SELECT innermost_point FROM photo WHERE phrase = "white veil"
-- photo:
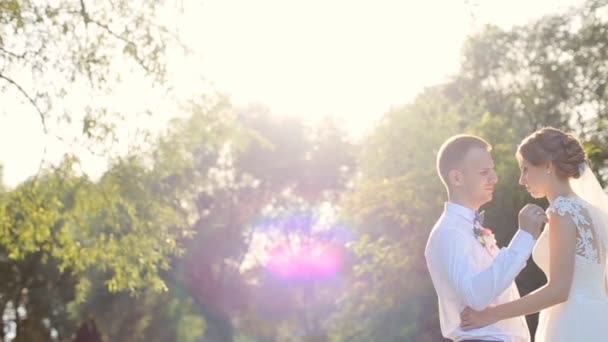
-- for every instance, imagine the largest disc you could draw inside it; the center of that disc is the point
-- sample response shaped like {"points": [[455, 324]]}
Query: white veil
{"points": [[589, 189]]}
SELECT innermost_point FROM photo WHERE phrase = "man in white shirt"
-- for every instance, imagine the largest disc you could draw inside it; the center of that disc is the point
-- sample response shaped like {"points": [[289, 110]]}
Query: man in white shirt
{"points": [[466, 267]]}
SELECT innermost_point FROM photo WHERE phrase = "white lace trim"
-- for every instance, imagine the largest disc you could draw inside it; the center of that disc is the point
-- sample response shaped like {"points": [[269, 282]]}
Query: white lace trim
{"points": [[584, 240]]}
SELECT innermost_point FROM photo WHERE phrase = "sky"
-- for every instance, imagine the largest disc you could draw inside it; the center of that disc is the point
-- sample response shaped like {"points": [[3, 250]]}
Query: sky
{"points": [[351, 60]]}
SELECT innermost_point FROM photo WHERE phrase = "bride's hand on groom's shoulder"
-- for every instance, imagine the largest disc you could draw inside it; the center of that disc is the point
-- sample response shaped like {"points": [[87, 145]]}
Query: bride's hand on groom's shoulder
{"points": [[471, 319], [532, 219]]}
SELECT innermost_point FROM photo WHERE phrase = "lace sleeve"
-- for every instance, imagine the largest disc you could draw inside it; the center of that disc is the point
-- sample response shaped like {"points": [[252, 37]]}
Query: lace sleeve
{"points": [[576, 210]]}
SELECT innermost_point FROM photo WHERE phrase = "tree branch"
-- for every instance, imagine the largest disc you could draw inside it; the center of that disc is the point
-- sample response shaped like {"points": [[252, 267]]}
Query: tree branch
{"points": [[30, 99]]}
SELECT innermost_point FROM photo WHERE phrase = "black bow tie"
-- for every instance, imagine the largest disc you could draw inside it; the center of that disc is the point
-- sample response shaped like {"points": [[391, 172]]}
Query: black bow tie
{"points": [[478, 220]]}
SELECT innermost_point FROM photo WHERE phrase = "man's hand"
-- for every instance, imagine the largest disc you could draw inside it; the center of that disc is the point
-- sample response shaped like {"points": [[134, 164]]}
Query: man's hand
{"points": [[532, 218]]}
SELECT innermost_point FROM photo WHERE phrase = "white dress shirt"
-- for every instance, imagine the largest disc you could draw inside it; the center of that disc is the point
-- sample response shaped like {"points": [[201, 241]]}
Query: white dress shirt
{"points": [[465, 273]]}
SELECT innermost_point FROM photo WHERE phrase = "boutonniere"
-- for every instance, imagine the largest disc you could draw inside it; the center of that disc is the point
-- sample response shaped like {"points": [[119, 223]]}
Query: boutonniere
{"points": [[485, 237]]}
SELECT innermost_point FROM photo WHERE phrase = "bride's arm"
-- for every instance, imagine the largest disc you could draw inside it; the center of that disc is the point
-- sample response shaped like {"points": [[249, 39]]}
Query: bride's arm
{"points": [[562, 250]]}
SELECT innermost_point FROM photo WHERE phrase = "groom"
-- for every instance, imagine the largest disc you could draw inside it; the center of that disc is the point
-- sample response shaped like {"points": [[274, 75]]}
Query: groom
{"points": [[466, 267]]}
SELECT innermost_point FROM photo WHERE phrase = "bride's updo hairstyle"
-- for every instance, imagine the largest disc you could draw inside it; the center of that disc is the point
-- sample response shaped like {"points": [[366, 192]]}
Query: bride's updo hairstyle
{"points": [[552, 145]]}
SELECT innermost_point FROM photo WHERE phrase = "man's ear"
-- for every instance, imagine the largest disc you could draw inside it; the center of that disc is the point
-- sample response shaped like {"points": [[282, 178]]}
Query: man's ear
{"points": [[455, 177]]}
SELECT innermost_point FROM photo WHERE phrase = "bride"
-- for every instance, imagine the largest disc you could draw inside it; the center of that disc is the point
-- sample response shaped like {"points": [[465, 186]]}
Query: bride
{"points": [[571, 251]]}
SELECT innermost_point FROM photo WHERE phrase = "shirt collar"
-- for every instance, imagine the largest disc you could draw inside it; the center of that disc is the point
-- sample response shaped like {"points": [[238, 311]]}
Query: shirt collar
{"points": [[460, 210]]}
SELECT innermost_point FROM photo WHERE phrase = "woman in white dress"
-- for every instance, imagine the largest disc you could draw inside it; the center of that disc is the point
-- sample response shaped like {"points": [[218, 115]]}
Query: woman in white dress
{"points": [[571, 251]]}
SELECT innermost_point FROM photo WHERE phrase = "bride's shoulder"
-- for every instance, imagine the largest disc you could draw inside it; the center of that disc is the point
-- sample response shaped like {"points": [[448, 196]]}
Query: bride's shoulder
{"points": [[566, 203], [570, 206]]}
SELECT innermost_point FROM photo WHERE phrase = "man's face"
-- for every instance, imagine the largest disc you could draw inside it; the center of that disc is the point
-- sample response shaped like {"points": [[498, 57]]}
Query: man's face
{"points": [[477, 176]]}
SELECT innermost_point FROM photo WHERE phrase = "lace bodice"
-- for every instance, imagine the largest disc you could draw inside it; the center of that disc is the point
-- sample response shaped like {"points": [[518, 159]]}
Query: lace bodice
{"points": [[576, 209], [588, 278]]}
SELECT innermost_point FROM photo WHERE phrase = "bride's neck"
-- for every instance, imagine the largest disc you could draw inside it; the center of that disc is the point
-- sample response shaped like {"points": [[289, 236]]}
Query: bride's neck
{"points": [[560, 188]]}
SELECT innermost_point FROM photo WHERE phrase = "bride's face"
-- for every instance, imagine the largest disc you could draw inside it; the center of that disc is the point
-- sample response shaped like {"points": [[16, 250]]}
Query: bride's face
{"points": [[534, 178]]}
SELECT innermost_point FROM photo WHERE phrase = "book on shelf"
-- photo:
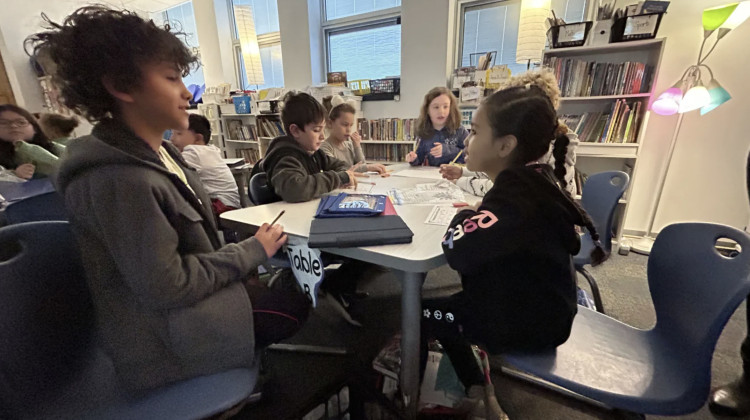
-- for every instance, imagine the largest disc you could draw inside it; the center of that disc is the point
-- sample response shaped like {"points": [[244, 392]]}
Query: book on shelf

▶ WHAT THE EXERCISE ASKS
For the records above, state the number of lines that contain "book", and provide nothing further.

▶ WRITTEN REPLY
2